Write each line exactly, from the line that holds "Find the bird's breast" through the final line of the material, and no other line.
** Opening Extracted records block **
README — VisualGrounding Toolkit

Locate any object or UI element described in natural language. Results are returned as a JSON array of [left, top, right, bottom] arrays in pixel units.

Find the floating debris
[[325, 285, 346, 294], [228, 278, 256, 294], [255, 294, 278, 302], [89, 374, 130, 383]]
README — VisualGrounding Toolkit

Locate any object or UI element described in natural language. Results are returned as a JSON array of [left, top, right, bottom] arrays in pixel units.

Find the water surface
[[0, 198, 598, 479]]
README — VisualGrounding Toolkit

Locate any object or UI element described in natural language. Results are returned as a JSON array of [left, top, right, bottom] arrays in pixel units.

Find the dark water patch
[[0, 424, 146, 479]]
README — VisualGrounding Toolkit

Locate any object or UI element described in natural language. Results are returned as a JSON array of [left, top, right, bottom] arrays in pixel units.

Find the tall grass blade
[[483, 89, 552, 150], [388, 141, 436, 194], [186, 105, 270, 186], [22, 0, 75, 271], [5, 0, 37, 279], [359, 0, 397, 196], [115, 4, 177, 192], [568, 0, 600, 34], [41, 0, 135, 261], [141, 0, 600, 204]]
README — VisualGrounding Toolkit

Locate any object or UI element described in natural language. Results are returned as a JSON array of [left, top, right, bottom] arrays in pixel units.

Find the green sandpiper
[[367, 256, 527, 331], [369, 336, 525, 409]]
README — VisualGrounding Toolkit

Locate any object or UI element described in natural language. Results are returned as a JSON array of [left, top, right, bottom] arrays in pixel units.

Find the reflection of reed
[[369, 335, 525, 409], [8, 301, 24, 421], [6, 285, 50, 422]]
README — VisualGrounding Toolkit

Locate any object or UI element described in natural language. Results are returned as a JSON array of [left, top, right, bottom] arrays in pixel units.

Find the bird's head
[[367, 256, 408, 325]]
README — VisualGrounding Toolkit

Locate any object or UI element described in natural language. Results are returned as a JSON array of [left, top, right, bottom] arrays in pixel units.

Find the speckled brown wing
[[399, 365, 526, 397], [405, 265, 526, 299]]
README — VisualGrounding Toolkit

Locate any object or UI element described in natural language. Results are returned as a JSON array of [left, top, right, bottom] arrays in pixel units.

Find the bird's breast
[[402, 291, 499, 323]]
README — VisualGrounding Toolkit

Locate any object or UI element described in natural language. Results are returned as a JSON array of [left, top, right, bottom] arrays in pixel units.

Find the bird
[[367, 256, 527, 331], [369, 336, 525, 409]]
** Closing Extracted records block **
## Written response
Find the bird's breast
[[402, 291, 499, 323]]
README — VisualGrounding Toolkit

Locate any object or UI element described in natural language. Results are returned as a JSON array of [left, top, right, bottom] arrays in pixel units.

Find the bird
[[367, 256, 527, 331], [369, 336, 525, 409]]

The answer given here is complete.